## START
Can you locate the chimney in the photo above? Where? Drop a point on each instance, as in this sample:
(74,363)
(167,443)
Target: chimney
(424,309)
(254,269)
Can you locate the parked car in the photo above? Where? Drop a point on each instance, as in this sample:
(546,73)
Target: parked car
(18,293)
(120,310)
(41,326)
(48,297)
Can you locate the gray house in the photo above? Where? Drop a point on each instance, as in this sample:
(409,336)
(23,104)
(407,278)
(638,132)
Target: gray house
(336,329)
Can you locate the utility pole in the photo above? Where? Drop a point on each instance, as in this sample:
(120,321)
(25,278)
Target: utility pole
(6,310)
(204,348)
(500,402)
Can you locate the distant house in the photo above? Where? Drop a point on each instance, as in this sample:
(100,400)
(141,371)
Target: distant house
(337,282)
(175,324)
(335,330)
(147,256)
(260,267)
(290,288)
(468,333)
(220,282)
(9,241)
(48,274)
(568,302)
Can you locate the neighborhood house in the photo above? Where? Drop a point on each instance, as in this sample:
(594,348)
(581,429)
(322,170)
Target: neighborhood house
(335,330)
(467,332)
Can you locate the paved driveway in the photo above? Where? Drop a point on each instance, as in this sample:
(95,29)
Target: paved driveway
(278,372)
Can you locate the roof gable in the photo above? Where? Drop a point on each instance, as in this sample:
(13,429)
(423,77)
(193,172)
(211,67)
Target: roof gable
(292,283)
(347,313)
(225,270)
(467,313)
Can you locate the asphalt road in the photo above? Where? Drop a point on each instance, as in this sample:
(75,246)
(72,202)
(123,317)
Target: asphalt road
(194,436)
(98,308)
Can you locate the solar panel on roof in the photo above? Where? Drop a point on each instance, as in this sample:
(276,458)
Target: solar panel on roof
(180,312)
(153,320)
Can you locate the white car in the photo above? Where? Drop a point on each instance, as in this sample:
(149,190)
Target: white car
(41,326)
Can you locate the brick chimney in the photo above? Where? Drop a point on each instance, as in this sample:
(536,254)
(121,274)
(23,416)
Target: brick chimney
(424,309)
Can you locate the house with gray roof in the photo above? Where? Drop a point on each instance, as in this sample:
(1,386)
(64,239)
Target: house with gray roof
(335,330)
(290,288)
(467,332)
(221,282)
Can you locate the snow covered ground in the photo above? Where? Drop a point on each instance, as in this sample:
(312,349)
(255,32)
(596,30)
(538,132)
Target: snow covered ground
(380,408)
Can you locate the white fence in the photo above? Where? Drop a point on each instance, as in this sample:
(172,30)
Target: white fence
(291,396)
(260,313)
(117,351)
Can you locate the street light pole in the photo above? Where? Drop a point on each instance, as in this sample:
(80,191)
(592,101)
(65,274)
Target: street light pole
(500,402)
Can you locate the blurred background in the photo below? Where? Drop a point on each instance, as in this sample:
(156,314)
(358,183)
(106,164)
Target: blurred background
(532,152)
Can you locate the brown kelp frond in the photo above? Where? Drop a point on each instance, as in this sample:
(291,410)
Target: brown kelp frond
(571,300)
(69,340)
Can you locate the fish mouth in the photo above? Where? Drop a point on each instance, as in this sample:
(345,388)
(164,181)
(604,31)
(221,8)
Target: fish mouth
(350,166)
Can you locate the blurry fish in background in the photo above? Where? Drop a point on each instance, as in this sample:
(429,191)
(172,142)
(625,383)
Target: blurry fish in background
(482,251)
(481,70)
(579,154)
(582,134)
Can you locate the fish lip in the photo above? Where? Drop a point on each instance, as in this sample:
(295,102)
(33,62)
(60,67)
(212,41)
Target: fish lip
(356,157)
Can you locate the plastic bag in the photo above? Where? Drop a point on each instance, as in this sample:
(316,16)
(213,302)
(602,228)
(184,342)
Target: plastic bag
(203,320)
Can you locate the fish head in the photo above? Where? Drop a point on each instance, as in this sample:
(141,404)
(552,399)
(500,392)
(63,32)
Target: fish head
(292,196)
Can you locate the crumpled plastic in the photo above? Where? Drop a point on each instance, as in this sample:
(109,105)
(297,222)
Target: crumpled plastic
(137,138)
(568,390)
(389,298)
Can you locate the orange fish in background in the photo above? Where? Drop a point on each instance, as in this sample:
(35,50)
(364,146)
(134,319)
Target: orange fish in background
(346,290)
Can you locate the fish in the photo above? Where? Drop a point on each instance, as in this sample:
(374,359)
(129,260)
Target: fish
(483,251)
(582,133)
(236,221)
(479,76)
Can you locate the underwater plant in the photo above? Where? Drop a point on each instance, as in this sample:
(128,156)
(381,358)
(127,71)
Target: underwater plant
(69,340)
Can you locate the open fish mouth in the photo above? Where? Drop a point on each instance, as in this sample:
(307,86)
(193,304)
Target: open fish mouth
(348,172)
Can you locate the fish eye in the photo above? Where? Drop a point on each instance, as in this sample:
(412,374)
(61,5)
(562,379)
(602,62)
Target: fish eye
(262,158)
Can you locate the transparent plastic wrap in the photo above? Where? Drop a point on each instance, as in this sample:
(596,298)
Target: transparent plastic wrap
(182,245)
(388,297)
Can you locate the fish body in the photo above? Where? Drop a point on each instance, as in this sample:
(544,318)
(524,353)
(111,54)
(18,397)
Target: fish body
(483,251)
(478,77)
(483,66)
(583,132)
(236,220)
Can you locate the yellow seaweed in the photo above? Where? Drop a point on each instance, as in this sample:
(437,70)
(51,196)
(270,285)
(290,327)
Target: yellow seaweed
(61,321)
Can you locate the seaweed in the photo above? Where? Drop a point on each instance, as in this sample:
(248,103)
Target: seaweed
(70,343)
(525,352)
## END
Aim >>
Transcribe the material above in its entirety. Match it exactly.

Expected answer >>
Can you locate the chimney in the photo above? Where? Drop a point on each instance, as in this sample:
(74,363)
(167,443)
Target: chimney
(424,309)
(254,269)
Can you locate the parked car in the photo above? Where? Drop a point on each instance, as in this sample:
(546,73)
Target: parked car
(18,293)
(120,310)
(41,326)
(48,297)
Can you locate the gray house in the photo above? Where? Drop a point on each instance, as in this sample:
(409,336)
(23,104)
(407,278)
(638,132)
Target: gray house
(336,329)
Can you locate the utility pole in the photo above? Where? Drop a point on each instance, as in this sample:
(120,321)
(25,278)
Target: utility pole
(6,310)
(204,348)
(500,402)
Can you locate the distant house in the photo above? Where? Drop a point on each instance, as in this sample:
(100,400)
(141,371)
Target: distant house
(337,282)
(175,324)
(335,330)
(147,256)
(260,267)
(290,288)
(468,333)
(220,282)
(9,241)
(48,274)
(568,302)
Can you locate the neighborhood house in the photo above? Where? Drop a point on each instance, as in this sample:
(594,348)
(581,429)
(322,170)
Target: neighborhood house
(335,330)
(467,332)
Can you locate the paved driveway in the photo above? Where? Drop a point on each instance, as in this sample:
(95,29)
Target: paved driveway
(278,372)
Can you locate the roof gable in the photo above? Where? Drop a point on each instance, as in this sample:
(13,429)
(423,77)
(193,172)
(211,67)
Target: roof gable
(292,283)
(347,313)
(225,270)
(467,313)
Can you locate the asphalt road in the photo above? Where? Drop a point on each instance, as in this sample:
(75,246)
(72,202)
(123,317)
Target: asphalt road
(194,436)
(98,308)
Can you locate the solar panel on roof in the photo above? Where? Drop a point on each instance, as in this sample:
(276,458)
Target: solar panel on roof
(180,312)
(153,320)
Can you locate the white car in the photo above? Where? Drop a point on each instance, as in this sample:
(149,190)
Target: white car
(41,326)
Can you locate the brick chimney in the photo above? Where? Drop a point on each instance, as in this sample:
(536,254)
(121,274)
(23,416)
Target: brick chimney
(424,309)
Can you locate the house with gray roof in the photo above? Where? Drop a point on each instance, as in this sample:
(1,386)
(64,239)
Target: house with gray roof
(335,330)
(290,288)
(467,332)
(221,282)
Can you locate the snow covered ground in the photo above? Where? Drop a point on each instance, as in this sample:
(312,349)
(255,32)
(596,30)
(538,132)
Target: snow covered ground
(380,408)
Can you locate the white fence in the photo above? Where? Drop a point on each instance, as in this sample:
(172,30)
Target: white fence
(291,396)
(260,313)
(117,351)
Can you locate the street light pole in the photo above? Where? Drop a point on each instance, as in this sample:
(80,191)
(592,101)
(65,274)
Target: street light pole
(500,402)
Can you locate the blurred background in the photo below? Where? Drop a point on each instance, as in this sample:
(156,314)
(358,183)
(106,164)
Target: blurred background
(532,152)
Can you locate the brown kelp frond in the photo above? Where? Drop a point on each instance, as in this sample:
(291,410)
Target: brown kelp frond
(571,300)
(69,340)
Can you locate the fish mouth in the photo above? Where? Drop a point on each instance, as in this sample:
(345,388)
(164,181)
(604,31)
(221,8)
Target: fish mouth
(350,166)
Can you locate the blurry fish in background in the photo above? Where? Drop a point on each instance, as in this sample:
(429,191)
(172,142)
(625,383)
Target: blurry fish in background
(482,251)
(481,70)
(579,154)
(582,134)
Can you locate the fish lip in the photo above? Where? Drop a point on each instance, as in this sample:
(295,102)
(33,62)
(60,67)
(212,41)
Target: fish lip
(356,157)
Can you locate the plastic bag in the photo above? Where? Drop a point on each instance, as in this sample:
(316,16)
(213,302)
(602,228)
(184,342)
Target: plastic bag
(203,320)
Can you locate the fish head in the photo above? Where? Drop a point on each instance, as in this sample:
(141,404)
(552,399)
(500,392)
(63,32)
Target: fish head
(292,196)
Can you locate the crumpled plastic in the photo above? Where? Drop a point on each instance, as in this sample:
(109,105)
(297,222)
Target: crumpled plastic
(137,138)
(568,390)
(389,298)
Can you locate the orange fish in background in the photo above? Where? Drop a point on each instance, as in this sample:
(35,50)
(364,146)
(134,319)
Target: orange fish in background
(346,290)
Can you locate the fish in the photo above? Where? Drop a point on each instance, as in this sample:
(374,359)
(129,260)
Target: fish
(483,251)
(582,133)
(236,221)
(479,76)
Can you locate the underwater plant in the photo above? Where? Drop a point on each instance, as in this sample:
(128,156)
(381,358)
(127,71)
Target: underwater plant
(69,340)
Can you locate the open fish mouth in the photo above? Where? Drop a point on each instance, as in this sample:
(307,86)
(193,304)
Target: open fish mouth
(348,172)
Can you locate the fish eye in the photo above? Where? Drop a point on each instance, as in this sample:
(412,374)
(61,5)
(562,379)
(602,62)
Target: fish eye
(262,158)
Can you locate the transparent plastic wrap in the photo above? Where? Drop a point on each instance, as in this sample:
(596,298)
Target: transparent plastic wrap
(182,245)
(388,297)
Can you locate the fish body in the photo above? Where? Drop a point on each instance, as in this sample:
(544,318)
(524,353)
(111,54)
(18,397)
Target: fish body
(483,251)
(478,77)
(483,66)
(583,132)
(236,220)
Can you locate the yellow seaweed in the photo above? Where? Drop a point on each instance, as in this sample:
(437,70)
(51,196)
(270,285)
(290,327)
Target: yellow seaweed
(61,321)
Can you locate the seaweed in the photo above? Where? Drop a point on each instance, as in this sample:
(248,103)
Target: seaweed
(70,343)
(525,352)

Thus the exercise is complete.